In general it is only one issue - backwards compatible
and well defined behaviour for fill...


>
> - When bringing the min attribute into the mix, the definition of the
> freeze value becomes counter-intuitive (to say the least).  It seems that
> the relevant parts of the animation chapter were written before the
> introduction of the min attribute in the Timing and Synchronization
> chapter and this addition was never properly propagated.  The working
> group has fixed the situation by using the intermediate active duration
> and the active duration to define the frozen animation function.
>

The definition and procedures for min and max seem to be taken
from the 'SMIL animation recommendation  04-September-2001'
and this was consistent with the fill value behaviour and propperly
defined including consistency with the SMIL interval timing model
in the old recommendation. This one has indeed its own problems,
but not related to min, max or fill ;o)

The inconsistencies and problems were introduced with the
formulas for fill, obviously not using the timing model and
obviously incomplete too. Therefore for a historical view the
problem is not related to min and max, it is only related to
the formulas in SMIL2/3 for fill ;o) And those formulas are
obviously created later than the definition of min and max in the
'SMIL animation recommendation  04-September-2001'.

(Some records)
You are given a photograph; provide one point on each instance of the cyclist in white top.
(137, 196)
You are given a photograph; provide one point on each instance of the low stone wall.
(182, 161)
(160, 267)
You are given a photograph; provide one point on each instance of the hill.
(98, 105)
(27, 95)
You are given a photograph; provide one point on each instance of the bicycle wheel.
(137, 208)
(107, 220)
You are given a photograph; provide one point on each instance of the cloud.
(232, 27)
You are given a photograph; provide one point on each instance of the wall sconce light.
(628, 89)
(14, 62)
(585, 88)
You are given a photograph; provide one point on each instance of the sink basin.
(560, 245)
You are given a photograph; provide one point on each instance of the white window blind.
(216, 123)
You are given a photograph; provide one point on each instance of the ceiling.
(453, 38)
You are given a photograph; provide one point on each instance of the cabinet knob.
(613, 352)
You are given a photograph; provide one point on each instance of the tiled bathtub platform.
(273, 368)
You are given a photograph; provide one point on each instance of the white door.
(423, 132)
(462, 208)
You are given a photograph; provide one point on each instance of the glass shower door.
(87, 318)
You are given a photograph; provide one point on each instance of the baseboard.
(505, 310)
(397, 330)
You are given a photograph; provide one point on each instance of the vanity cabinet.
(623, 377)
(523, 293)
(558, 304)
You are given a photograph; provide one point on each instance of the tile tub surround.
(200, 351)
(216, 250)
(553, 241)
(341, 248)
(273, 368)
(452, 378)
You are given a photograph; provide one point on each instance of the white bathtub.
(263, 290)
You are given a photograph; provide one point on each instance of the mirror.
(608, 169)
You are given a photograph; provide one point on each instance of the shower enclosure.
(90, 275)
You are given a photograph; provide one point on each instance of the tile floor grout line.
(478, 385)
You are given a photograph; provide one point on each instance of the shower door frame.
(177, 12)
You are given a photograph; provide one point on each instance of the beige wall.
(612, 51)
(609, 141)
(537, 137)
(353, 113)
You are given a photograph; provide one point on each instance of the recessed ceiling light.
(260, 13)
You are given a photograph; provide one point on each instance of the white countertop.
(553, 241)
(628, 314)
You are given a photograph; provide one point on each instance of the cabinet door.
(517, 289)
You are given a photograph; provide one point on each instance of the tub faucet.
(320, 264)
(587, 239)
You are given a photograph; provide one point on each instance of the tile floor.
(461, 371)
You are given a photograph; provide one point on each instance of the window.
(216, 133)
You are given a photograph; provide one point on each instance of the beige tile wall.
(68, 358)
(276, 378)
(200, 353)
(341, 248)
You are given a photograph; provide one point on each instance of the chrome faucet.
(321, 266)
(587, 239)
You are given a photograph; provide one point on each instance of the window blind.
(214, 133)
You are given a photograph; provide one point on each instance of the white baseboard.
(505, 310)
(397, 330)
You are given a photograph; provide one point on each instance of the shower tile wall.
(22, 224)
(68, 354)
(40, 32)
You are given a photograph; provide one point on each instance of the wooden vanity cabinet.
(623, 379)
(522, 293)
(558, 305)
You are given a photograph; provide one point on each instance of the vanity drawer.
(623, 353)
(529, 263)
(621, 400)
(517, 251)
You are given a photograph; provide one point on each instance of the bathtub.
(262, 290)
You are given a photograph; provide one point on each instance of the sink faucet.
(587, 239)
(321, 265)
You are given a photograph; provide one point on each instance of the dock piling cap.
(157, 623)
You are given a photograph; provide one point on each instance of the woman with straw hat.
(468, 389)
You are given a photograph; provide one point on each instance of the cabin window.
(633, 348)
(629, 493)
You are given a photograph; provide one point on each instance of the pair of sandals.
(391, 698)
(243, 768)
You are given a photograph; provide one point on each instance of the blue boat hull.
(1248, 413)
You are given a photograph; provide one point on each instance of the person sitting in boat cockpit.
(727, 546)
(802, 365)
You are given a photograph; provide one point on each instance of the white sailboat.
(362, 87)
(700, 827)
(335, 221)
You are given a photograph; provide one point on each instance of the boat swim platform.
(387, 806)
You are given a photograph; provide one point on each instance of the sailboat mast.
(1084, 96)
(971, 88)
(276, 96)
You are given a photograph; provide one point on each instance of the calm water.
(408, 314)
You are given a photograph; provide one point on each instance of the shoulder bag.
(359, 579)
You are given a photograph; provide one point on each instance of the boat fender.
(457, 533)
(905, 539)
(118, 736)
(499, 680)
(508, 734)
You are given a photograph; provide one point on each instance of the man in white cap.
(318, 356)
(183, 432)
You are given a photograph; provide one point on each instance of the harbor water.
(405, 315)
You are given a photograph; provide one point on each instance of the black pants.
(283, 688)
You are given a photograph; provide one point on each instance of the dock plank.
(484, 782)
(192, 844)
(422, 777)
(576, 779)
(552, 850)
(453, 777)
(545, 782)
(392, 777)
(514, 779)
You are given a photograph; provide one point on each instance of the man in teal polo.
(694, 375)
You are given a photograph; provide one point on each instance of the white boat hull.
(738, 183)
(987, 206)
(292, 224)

### What you will do
1. Can you reproduce the whole message about SMIL fill, min, and max, word for word?
2. Could you write out the records verbatim, from the line with "in boat cockpit." up to and including the last line of the records?

### Answers
1.
In general it is only one issue - backwards compatible
and well defined behaviour for fill...


>
> - When bringing the min attribute into the mix, the definition of the
> freeze value becomes counter-intuitive (to say the least).  It seems that
> the relevant parts of the animation chapter were written before the
> introduction of the min attribute in the Timing and Synchronization
> chapter and this addition was never properly propagated.  The working
> group has fixed the situation by using the intermediate active duration
> and the active duration to define the frozen animation function.
>

The definition and procedures for min and max seem to be taken
from the 'SMIL animation recommendation  04-September-2001'
and this was consistent with the fill value behaviour and propperly
defined including consistency with the SMIL interval timing model
in the old recommendation. This one has indeed its own problems,
but not related to min, max or fill ;o)

The inconsistencies and problems were introduced with the
formulas for fill, obviously not using the timing model and
obviously incomplete too. Therefore for a historical view the
problem is not related to min and max, it is only related to
the formulas in SMIL2/3 for fill ;o) And those formulas are
obviously created later than the definition of min and max in the
'SMIL animation recommendation  04-September-2001'.

2.
You are given a photograph; provide one point on each instance of the person sitting in boat cockpit.
(727, 546)
(802, 365)
You are given a photograph; provide one point on each instance of the white sailboat.
(362, 87)
(700, 827)
(335, 221)
You are given a photograph; provide one point on each instance of the boat swim platform.
(387, 806)
You are given a photograph; provide one point on each instance of the sailboat mast.
(1084, 96)
(971, 88)
(276, 96)
You are given a photograph; provide one point on each instance of the calm water.
(408, 314)
You are given a photograph; provide one point on each instance of the shoulder bag.
(359, 579)
You are given a photograph; provide one point on each instance of the boat fender.
(457, 533)
(905, 539)
(118, 736)
(499, 680)
(508, 734)
You are given a photograph; provide one point on each instance of the man in white cap.
(318, 356)
(183, 432)
You are given a photograph; provide one point on each instance of the harbor water.
(405, 315)
You are given a photograph; provide one point on each instance of the black pants.
(283, 688)
You are given a photograph; provide one point on each instance of the dock plank.
(484, 782)
(192, 844)
(422, 777)
(576, 779)
(552, 850)
(453, 777)
(545, 782)
(392, 777)
(514, 779)
You are given a photograph; provide one point on each instance of the man in teal polo.
(694, 375)
You are given a photograph; provide one point on each instance of the white boat hull.
(738, 183)
(987, 206)
(292, 224)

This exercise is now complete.